[Start Material for this task]
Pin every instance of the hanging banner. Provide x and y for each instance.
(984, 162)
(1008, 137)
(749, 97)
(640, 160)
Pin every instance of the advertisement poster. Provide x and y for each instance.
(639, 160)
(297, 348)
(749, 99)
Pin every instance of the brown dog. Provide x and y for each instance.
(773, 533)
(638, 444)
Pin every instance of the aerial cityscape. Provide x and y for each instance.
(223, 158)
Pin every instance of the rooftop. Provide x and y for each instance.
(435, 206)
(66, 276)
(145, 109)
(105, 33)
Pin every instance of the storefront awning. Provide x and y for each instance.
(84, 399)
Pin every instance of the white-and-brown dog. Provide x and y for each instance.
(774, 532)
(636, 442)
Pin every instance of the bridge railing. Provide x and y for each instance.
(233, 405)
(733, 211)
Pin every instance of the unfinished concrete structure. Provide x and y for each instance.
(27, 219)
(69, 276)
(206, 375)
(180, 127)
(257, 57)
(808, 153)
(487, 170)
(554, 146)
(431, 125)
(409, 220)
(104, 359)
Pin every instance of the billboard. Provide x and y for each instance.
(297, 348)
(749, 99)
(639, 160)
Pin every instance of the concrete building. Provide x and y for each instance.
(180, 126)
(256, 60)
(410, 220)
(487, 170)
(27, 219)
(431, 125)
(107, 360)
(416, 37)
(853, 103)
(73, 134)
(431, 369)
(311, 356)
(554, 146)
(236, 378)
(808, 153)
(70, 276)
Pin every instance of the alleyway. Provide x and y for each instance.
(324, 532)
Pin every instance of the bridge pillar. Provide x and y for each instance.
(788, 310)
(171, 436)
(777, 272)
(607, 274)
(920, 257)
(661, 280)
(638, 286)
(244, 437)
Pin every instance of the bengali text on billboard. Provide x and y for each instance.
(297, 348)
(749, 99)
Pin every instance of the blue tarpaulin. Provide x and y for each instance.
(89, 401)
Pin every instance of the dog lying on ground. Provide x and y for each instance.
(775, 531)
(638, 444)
[End Material for this task]
Please copy out all of the material above, keeping every line unchanged.

:: Written solution ::
Pin every instance of the hanging banner. Provide x and y for each instance.
(984, 162)
(1008, 137)
(749, 97)
(640, 160)
Pin every instance of the advertisement poster. Provide x and y for each instance.
(639, 160)
(297, 348)
(749, 99)
Pin every instance of the brown dog. Provide x and y for each instance.
(773, 533)
(638, 444)
Pin every instance of the aerial cityscape. Provide x and y for each instance.
(223, 158)
Pin every instance of the rooftop. Provide x and y for each instance.
(435, 206)
(66, 276)
(145, 109)
(105, 33)
Pin every instance of the storefront awning. Provide x and y for each instance.
(84, 399)
Pin every instance of the white-and-brown dog. Provide x and y for each instance.
(774, 532)
(636, 442)
Pin every instance of the bridge railing. Provide x and y for each instance.
(233, 405)
(733, 211)
Pin every instance of the unfinished concrete structure. Provide x and y for each instance.
(27, 219)
(69, 276)
(206, 375)
(180, 127)
(257, 57)
(808, 153)
(487, 170)
(554, 146)
(431, 125)
(409, 220)
(104, 359)
Pin every instance of the billboard. Provide x and y for each instance.
(297, 348)
(749, 99)
(639, 160)
Pin every instance of the concrete building. Provide x and y for each instance.
(180, 126)
(256, 60)
(410, 220)
(487, 170)
(27, 219)
(431, 125)
(107, 360)
(416, 37)
(853, 103)
(73, 134)
(431, 369)
(311, 356)
(554, 146)
(236, 378)
(808, 153)
(70, 276)
Pin every instance of the alleyway. Provide x and y for each instance.
(324, 532)
Pin every instance of the bridge pillar. Provide x and y for each instance.
(788, 310)
(171, 436)
(777, 272)
(607, 274)
(920, 257)
(661, 280)
(638, 286)
(244, 437)
Pin every instance of the bengali text on billboard. Provide x and y for each instance.
(297, 348)
(749, 99)
Pin every instance of the blue tarpaulin. Provide x and y for each instance.
(89, 401)
Pin every instance of the dog lying on ground. Provide x and y for each instance.
(775, 531)
(638, 444)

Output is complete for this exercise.